<<<<

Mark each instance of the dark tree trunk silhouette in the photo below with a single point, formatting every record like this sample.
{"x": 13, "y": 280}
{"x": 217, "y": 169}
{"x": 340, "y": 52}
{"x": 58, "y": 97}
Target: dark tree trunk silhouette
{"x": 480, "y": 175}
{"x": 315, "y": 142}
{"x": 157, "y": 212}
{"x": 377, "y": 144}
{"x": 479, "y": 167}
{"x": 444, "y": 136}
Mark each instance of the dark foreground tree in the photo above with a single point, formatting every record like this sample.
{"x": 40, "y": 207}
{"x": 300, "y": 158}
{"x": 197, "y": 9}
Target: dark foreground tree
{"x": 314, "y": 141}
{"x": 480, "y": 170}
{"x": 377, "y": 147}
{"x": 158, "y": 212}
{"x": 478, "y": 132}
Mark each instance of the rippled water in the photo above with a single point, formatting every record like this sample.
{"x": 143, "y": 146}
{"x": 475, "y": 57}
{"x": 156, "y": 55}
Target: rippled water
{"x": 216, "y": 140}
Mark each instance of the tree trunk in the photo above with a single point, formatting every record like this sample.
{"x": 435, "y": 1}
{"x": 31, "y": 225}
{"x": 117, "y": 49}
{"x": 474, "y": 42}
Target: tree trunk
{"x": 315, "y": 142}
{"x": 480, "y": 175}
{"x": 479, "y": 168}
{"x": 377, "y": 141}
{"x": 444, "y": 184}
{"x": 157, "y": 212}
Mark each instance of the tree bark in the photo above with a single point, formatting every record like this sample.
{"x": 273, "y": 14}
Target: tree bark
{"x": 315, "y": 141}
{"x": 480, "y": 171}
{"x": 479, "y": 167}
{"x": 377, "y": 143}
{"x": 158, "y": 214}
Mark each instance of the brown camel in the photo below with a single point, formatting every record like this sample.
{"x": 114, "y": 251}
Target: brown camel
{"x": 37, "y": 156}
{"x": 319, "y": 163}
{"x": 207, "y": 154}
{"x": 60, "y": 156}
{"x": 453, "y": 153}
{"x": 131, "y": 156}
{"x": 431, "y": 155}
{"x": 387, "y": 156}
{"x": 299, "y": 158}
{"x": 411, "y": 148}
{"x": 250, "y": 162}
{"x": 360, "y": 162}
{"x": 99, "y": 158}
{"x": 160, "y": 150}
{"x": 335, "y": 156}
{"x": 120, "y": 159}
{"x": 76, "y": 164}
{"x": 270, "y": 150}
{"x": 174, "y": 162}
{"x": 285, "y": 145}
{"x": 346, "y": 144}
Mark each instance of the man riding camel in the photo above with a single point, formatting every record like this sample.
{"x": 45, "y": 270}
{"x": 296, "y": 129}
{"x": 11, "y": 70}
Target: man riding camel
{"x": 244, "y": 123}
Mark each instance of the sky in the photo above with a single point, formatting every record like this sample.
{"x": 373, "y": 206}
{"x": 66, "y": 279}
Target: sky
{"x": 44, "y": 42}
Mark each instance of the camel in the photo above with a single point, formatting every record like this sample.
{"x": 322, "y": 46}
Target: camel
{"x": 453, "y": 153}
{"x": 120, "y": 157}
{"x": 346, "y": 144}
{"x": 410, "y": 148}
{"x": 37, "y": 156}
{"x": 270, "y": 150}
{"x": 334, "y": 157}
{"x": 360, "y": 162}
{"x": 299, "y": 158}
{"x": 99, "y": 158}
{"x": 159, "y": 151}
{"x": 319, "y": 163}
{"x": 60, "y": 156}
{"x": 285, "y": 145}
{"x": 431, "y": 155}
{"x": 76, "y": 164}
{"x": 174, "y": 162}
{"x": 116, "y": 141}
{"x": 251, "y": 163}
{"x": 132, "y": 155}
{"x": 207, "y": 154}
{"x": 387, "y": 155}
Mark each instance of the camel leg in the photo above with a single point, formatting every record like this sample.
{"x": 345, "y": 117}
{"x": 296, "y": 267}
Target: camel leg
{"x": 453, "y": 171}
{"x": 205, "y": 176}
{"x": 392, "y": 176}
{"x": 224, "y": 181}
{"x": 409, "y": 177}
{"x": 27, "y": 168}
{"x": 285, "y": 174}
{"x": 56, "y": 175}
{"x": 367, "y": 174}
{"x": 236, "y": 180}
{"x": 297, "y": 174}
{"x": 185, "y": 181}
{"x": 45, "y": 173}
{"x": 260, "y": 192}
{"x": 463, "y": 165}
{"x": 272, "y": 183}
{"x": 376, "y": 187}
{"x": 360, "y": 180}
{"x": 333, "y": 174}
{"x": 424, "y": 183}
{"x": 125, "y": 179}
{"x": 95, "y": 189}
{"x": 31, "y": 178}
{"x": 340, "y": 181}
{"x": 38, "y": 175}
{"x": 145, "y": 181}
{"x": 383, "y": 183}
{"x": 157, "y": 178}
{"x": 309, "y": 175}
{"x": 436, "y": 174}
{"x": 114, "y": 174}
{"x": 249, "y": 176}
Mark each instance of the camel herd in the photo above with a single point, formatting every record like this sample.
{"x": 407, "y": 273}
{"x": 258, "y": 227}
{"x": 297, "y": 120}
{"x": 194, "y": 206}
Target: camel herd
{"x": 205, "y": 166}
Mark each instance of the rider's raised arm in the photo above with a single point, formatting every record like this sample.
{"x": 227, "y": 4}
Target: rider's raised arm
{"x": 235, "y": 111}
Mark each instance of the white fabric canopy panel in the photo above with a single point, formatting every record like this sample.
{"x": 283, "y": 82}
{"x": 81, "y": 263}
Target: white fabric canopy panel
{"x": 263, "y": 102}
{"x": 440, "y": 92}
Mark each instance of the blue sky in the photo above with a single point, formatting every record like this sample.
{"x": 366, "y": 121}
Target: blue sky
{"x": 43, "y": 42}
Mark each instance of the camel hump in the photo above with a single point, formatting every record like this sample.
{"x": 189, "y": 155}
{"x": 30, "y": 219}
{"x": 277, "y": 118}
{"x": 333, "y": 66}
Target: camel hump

>>>>

_What this task involves:_
Check each line above for the word "below", then give only the number of lines that have it.

_Exercise answer:_
2